REQUEST:
Retype exactly the lines that run from the line with "Seedling-scouting request: tag the basketball arena" to the final line of the entries, keeping both ends and nothing else.

───

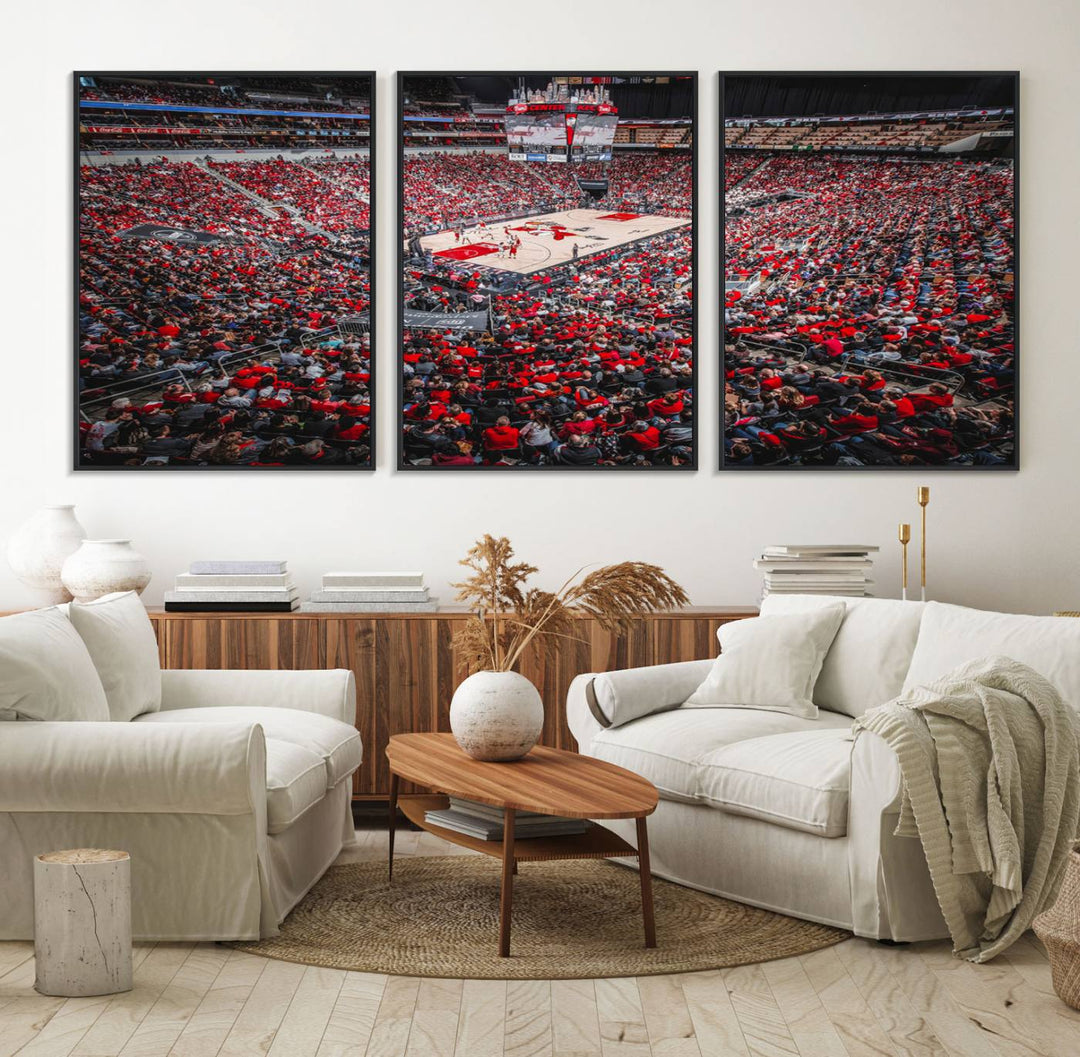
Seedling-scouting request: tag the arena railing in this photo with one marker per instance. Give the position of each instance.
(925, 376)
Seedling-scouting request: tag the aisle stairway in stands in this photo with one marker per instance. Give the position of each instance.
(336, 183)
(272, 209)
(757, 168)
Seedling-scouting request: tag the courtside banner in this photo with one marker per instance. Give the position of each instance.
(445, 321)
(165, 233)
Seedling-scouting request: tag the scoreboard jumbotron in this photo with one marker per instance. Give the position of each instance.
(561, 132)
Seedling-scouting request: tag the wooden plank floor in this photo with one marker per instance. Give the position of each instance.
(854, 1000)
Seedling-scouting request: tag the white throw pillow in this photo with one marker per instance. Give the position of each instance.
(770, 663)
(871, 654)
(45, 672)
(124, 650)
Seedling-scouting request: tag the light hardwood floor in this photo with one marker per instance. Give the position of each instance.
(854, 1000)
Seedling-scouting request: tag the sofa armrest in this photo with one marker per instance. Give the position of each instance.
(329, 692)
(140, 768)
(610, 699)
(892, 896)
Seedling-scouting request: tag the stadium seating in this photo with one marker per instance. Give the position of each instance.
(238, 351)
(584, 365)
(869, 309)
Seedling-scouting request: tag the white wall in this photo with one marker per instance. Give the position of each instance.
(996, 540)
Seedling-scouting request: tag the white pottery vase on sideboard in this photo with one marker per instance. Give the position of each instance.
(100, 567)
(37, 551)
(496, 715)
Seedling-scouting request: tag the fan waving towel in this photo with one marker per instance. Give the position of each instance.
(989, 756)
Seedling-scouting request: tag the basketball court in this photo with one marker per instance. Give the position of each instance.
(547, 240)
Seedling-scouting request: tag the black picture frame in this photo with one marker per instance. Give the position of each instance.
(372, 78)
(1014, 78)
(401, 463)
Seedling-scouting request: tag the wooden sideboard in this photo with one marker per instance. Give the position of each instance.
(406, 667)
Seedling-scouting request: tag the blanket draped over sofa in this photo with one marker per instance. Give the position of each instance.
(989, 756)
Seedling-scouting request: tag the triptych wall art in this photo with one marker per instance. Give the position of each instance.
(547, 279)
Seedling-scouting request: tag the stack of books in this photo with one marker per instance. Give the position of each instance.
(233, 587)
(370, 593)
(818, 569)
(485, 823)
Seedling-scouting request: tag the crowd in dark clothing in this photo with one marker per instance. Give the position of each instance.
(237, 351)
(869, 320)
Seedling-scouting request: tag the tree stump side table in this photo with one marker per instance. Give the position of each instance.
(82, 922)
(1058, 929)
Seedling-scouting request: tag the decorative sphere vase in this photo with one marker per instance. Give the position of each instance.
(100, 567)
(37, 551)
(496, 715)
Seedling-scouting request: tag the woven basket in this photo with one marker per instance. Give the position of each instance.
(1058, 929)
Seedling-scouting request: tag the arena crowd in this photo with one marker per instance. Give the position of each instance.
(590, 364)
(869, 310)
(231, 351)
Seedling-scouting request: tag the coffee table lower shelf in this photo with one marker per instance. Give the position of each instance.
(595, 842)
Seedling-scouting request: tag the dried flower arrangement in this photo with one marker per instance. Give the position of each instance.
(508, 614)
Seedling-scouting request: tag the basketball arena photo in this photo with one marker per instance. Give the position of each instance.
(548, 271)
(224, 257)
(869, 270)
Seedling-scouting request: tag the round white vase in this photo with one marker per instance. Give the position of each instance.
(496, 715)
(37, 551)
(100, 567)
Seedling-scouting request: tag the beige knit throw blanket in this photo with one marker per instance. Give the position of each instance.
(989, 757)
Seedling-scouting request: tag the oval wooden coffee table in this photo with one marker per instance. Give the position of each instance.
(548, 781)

───

RESULT OF THE TASK:
Seedling-scouting request: tag the basketball arena photo in this photo with one marker per instance. Give the position of each instance.
(548, 271)
(224, 257)
(869, 270)
Seedling-scouting request: tag the round white vase in this photo with one marker per instance. Give the position of each instance.
(496, 715)
(37, 551)
(100, 567)
Seedling-scouting request: tag the beige knit throw blanket in this photo with one marker per instance. Give the position of each instance.
(989, 757)
Seedling-scouting request: tag the oval wooden coffee table in this photo with one marker per instance. Give the position of each instance.
(548, 781)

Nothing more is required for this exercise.